_Directions_.
1. In the e-journal item on new nuclear in Scotland, who will chair the Scottish Energy Transition Commission?
2. Render this sentence from the e-journal item on new nuclear in Scotland in Spanish: "The commission will be chaired by pro-nuclear former Labour Energy Minister Brian Wilson."
3. According to the e-journal item on new nuclear in Scotland, why does Dominic Hinde find the push toward nuclear power odd? Answer in one to three sentences.

_Supplied text_.
[BEGIN]
SafeEnergy E Journal  No.92. December 21,    New Nuclear in Scotland Leader of the Scottish Labour Party, Anas Sarwar, says nuclear power should be part of the mix on energy. He has also called for a statutory “just transition commission” to be established to help workers move out of the oil and gas industry. He said: “I think we have to be honest about future opportunities and I think nuclear power has to be part of the mix. “I’m not saying nuclear power has to be the priority, or the lead. But it has to be part of the mix to have a diverse energy supply.” Sarwar insisted nuclear power could mean lower fuel bills for consumers at a time of rising inflation. 

  In September Sarwar announced plans for a Scottish Energy Transition Commission to outline how Scotland can protect and create highly skilled jobs in the transition to a net-zero economy. The commission will be chaired by pro-nuclear former Labour Energy Minister Brian Wilson. It will support the development of Scottish Labour energy policy and advise on how the transition to netzero can deliver for the working people of Scotland. It will also look at the failures of the current energy market, which has led to spiking prices this winter, the role of public energy companies and Scotland’s energy mix. (2) 

The Bella Caledonia website described Wilson as “a devout nuclear enthusiast”. Sarwar told the BBC that “I think we should consider potential new (nuclear power) plants” (3) and certainly with a nuclear lobbyist chairing this is where they’ll end up. Journalist Dominic Hinde points out: “This is a little odd in that Scotland already meets almost a hundred per cent of its electricity needs from renewables and is set to surpass this. Most emissions now come from heating, agriculture and transport.” (4)  

 Dr Richard Dixon, Director of Friends of the Earth Scotland, called Scottish Labour’s drift towards nuclear power “a tragic mistake”. Nuclear is slow to build, eye-wateringly expensive and dangerous. There is still no agreed solution for nuclear waste, which will need monitoring for many thousands of years. It is neither a solution to short-term energy needs nor to the climate crisis.
[END]
_Data_.
[BEGIN]
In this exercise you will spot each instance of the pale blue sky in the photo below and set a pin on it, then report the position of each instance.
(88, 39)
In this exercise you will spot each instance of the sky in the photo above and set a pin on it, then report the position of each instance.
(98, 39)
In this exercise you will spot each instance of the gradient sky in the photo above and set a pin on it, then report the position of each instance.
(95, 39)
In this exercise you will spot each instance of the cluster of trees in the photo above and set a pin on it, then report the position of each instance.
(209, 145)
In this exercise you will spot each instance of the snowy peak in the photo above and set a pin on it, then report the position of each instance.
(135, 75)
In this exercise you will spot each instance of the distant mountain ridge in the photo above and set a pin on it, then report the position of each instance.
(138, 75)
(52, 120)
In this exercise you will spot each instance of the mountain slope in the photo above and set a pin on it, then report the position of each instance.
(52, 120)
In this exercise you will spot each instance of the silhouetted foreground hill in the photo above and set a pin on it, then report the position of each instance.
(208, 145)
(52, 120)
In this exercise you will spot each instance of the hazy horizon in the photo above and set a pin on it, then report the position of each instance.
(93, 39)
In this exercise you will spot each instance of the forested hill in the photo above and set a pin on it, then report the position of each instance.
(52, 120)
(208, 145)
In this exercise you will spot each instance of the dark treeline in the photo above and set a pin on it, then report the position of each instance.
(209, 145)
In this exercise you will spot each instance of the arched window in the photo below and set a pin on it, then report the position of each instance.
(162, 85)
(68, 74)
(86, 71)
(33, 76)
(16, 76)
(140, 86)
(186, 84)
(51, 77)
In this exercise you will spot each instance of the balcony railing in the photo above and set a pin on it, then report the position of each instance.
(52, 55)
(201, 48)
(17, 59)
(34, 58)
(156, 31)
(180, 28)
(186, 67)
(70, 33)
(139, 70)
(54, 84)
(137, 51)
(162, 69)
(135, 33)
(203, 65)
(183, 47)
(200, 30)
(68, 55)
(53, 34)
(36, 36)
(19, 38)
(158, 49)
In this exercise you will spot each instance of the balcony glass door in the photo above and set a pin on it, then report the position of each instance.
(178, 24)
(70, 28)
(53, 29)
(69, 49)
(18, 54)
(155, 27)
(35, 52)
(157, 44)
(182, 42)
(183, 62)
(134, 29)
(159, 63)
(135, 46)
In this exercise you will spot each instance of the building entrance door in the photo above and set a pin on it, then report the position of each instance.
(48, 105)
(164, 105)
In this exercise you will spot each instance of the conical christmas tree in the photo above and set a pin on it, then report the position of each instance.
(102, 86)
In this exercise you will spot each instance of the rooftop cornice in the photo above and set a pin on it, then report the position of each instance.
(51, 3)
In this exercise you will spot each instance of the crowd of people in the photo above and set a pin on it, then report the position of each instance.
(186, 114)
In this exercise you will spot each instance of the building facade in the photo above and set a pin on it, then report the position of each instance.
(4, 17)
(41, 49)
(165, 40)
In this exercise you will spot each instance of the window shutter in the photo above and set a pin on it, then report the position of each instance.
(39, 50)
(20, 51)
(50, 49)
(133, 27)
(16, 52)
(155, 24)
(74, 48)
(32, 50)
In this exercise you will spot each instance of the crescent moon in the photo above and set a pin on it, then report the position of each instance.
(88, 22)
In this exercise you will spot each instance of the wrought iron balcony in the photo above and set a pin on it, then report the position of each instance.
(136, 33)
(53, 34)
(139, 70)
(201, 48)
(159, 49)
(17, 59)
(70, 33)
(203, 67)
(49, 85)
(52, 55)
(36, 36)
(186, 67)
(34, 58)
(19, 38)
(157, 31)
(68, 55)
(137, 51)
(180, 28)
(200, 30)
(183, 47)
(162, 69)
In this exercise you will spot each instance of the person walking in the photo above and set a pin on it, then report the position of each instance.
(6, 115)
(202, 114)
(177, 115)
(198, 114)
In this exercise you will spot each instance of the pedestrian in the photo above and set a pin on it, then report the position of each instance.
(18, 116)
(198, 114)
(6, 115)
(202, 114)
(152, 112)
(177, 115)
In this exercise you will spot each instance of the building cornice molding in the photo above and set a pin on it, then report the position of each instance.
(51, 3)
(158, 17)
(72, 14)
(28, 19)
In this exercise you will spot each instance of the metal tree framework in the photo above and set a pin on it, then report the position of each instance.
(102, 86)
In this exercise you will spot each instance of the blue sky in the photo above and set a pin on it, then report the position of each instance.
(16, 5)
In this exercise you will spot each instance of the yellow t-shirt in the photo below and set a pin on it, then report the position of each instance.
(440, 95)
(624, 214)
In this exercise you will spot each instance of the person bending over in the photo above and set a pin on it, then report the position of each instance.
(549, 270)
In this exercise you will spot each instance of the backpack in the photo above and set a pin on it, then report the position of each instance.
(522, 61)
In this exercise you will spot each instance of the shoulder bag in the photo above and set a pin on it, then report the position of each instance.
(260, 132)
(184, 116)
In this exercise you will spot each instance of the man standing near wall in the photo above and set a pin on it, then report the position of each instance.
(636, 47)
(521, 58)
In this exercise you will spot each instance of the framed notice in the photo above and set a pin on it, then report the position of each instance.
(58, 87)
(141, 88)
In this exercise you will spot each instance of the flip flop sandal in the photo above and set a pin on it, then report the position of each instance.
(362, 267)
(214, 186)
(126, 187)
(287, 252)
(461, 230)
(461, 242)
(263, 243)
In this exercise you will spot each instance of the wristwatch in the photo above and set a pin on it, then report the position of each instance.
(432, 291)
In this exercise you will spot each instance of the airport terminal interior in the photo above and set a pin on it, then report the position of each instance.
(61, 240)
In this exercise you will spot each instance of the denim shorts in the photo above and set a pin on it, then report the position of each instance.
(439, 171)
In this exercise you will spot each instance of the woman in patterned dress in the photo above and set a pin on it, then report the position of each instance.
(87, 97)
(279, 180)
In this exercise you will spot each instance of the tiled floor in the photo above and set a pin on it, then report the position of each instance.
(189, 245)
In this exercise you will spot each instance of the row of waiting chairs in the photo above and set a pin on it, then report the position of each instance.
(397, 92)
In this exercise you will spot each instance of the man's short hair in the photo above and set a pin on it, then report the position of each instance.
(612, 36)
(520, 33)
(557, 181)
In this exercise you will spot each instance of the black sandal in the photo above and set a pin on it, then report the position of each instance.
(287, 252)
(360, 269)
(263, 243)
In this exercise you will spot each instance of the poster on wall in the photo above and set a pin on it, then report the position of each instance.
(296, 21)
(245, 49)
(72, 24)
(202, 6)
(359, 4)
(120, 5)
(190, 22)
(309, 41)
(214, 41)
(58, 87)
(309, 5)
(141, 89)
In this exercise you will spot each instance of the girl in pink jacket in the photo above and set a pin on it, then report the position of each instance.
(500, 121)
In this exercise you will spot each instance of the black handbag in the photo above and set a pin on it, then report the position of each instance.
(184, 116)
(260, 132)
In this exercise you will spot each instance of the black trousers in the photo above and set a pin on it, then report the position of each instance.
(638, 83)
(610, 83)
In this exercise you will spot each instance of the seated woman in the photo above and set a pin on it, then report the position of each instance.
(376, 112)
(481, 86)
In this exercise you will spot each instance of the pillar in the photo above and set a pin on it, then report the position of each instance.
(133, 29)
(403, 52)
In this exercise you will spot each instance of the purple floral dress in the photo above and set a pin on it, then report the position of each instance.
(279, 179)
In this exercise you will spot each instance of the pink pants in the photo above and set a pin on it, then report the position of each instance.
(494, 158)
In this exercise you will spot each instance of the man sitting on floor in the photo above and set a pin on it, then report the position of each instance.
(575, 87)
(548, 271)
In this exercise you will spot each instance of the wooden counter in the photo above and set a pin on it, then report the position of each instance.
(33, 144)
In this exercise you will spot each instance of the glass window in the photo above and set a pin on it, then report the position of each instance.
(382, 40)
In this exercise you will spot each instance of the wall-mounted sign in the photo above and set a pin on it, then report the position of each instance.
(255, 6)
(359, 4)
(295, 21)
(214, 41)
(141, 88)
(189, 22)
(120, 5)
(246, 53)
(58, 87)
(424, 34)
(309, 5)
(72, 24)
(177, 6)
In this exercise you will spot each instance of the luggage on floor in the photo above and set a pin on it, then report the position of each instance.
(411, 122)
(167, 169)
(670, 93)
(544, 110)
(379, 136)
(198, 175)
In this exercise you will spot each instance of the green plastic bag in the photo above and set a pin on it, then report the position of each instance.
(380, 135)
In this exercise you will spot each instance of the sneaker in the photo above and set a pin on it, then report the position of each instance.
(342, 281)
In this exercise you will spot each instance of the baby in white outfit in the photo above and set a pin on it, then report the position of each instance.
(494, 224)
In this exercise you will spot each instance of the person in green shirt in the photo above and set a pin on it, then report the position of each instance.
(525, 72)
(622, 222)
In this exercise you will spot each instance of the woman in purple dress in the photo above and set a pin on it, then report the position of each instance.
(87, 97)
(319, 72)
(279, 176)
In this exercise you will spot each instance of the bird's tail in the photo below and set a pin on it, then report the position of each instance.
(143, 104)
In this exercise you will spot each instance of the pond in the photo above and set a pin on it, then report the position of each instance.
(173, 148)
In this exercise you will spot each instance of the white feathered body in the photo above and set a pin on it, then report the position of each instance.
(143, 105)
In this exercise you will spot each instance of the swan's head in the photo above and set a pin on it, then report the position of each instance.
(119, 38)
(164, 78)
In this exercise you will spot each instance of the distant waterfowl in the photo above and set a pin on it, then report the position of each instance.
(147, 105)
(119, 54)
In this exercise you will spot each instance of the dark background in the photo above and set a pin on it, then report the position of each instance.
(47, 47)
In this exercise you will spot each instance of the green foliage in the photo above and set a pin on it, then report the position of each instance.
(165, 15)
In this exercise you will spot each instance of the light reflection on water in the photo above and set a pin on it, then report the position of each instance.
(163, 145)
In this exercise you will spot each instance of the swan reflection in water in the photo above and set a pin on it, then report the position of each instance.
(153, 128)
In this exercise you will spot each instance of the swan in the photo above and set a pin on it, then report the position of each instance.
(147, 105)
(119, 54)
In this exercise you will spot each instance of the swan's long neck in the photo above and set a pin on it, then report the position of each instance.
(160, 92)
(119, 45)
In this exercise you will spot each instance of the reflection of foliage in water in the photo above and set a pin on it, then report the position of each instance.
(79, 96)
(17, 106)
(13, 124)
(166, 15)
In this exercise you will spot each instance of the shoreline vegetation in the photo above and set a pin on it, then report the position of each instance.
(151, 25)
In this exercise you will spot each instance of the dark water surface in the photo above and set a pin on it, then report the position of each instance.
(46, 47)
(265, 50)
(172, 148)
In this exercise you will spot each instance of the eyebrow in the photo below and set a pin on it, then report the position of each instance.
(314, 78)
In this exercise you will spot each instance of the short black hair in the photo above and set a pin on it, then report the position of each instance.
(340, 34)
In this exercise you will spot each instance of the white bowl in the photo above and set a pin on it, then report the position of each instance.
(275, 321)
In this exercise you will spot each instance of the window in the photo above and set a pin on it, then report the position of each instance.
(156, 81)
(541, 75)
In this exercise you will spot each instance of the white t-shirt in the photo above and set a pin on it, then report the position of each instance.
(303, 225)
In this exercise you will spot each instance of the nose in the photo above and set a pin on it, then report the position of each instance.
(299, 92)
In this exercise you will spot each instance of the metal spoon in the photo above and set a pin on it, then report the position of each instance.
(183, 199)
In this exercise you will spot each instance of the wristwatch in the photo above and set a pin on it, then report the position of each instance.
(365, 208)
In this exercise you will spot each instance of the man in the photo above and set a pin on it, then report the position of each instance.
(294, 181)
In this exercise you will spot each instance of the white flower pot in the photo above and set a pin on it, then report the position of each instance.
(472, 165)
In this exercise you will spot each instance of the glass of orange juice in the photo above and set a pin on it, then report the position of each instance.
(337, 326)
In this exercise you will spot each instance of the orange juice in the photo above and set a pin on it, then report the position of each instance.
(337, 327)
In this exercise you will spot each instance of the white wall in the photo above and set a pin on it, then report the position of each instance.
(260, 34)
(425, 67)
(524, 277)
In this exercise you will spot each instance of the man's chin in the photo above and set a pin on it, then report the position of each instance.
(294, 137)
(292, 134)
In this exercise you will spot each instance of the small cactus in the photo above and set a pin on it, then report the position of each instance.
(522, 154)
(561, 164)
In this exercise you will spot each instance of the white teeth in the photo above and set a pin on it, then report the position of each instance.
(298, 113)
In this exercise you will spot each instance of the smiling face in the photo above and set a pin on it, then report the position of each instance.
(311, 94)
[END]
_Task-by-task solutions_.
1. Brian Wilson, the pro-nuclear former Labour Energy Minister.

2. La comisión estará presidida por el exministro laborista de Energía Brian Wilson, partidario de la energía nuclear.

3. Scotland already meets almost a hundred percent of its electricity needs from renewables and is set to surpass this. Most emissions now come from heating, agriculture and transport.